Travail demandé
(1) D'après le document, de quelle œuvre la première phrase de «Pour de faux» constitue-t-elle un écho ?
(2) Indiquez si chacune des affirmations suivantes concorde avec le document, en répondant par oui ou par non et en citant à l'identique les mots du texte qui permettent de trancher.
(a) L'album de Cécile Paris s'intitule «Souvenirs de Paris».
(b) C'est Galotta qui imagine une grenouille très curieuse.
(c) «Pour de faux» est l'œuvre de Cécile Musitelli et Natali.

Document
====

«Pour me faire plaisir tu pourrais dézinguer une chèvre?» La
première phrase de Pour de faux, de Cécile Musitelli et Natali, est un écho punk du Petit Prince de Saint-Exupéry. Le traitement des histoires pour enfants a changé de ton, du moins dans la collection «Tête de lard» aux éditions Thierry Magnier, fondées en 1998.
Cécile Paris, dans son album Souvenirs de Paris, photographie des couples qui riment (ce qui n'est pas si courant): «une boîte de pastilles» et la Bastille, «un morceau de jambon beurre» et le Sacré-Coeur, «une lettre d'amour» et Beaubourg. Galotta, dans Bonhomme bonhomme, invente des sons ronds, «grobinet», «crabuche», pour un quotidien carré, et Voutch une grenouille très curieuse, toujours à demander Pourquôôââ.

====

Données fournies
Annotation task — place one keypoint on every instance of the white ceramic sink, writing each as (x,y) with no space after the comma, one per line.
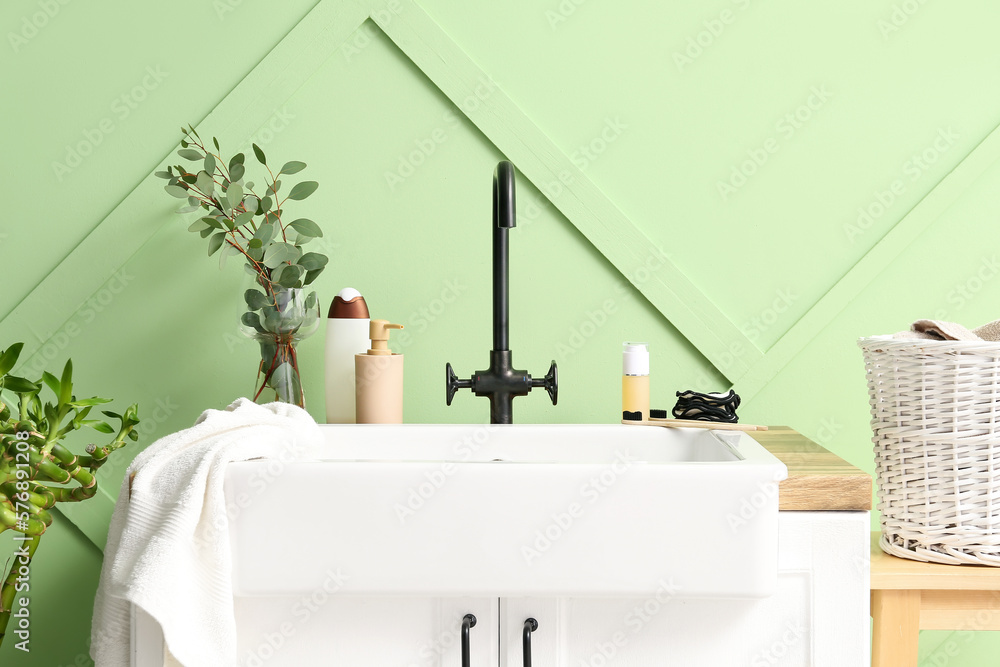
(522,510)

====

Les solutions
(1) Du «Petit Prince» de Saint-Exupéry.

(2)
(a) Oui : «dans son album Souvenirs de Paris»
(b) Non : «et Voutch une grenouille très curieuse»
(c) Oui : «Pour de faux, de Cécile Musitelli et Natali»